* [Problem to work on]:
Please output, unchanged, the lines of the entries below between the line containing "Could you point to every instance of the beer" and the line containing "<point>727,446</point>", inclusive.

(Point-based annotation entries)

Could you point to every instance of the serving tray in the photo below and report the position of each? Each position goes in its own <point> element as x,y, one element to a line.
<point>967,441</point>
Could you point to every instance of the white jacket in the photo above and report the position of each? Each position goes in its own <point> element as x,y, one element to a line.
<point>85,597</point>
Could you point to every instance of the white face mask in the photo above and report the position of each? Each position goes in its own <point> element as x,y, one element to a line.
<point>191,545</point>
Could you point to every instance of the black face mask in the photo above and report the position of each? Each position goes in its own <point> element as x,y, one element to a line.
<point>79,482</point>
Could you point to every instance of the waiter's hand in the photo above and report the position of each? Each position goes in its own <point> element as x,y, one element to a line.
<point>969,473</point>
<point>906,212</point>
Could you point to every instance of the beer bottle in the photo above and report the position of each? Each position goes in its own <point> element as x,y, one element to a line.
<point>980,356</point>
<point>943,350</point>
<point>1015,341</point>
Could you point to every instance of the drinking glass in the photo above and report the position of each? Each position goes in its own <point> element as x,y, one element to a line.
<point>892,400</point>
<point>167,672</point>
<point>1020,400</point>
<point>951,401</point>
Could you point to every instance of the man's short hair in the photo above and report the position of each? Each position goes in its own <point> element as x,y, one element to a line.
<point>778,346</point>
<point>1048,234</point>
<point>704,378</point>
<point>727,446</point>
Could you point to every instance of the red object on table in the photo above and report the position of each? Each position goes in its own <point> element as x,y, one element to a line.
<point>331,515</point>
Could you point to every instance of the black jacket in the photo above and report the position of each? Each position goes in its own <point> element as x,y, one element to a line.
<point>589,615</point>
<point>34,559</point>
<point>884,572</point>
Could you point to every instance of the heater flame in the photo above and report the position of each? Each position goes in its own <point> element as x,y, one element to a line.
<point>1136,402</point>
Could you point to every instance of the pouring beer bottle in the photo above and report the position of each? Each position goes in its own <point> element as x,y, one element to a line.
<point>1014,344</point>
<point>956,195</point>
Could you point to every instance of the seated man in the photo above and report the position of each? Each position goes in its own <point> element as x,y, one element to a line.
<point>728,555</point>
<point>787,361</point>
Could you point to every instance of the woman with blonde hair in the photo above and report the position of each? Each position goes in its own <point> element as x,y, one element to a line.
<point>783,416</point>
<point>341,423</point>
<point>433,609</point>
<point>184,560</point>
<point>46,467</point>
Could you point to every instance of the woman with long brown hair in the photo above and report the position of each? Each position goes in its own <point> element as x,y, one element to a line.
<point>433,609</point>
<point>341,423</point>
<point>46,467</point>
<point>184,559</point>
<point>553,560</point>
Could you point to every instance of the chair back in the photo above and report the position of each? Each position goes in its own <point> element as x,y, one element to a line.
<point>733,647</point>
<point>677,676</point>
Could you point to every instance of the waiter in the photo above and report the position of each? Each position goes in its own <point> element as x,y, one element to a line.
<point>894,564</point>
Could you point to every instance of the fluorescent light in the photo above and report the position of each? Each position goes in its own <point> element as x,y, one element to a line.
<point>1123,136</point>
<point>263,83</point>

* [Result for this task]:
Could you point to every instance of the beer bottle in the photo above and report the position of each? Each position goes in its own <point> element as x,y, one element to a line.
<point>980,356</point>
<point>943,350</point>
<point>1015,341</point>
Could you point to every instance of the drinking glass in the photo above and report the position of each? Each position goes in its own <point> element as x,y, one element to a line.
<point>892,400</point>
<point>167,672</point>
<point>1020,400</point>
<point>951,401</point>
Could you point to every instance of the man's short hair in the photo above and report the position of each? Each position goes in its own <point> element as x,y, one element to a line.
<point>778,346</point>
<point>1048,234</point>
<point>704,378</point>
<point>727,446</point>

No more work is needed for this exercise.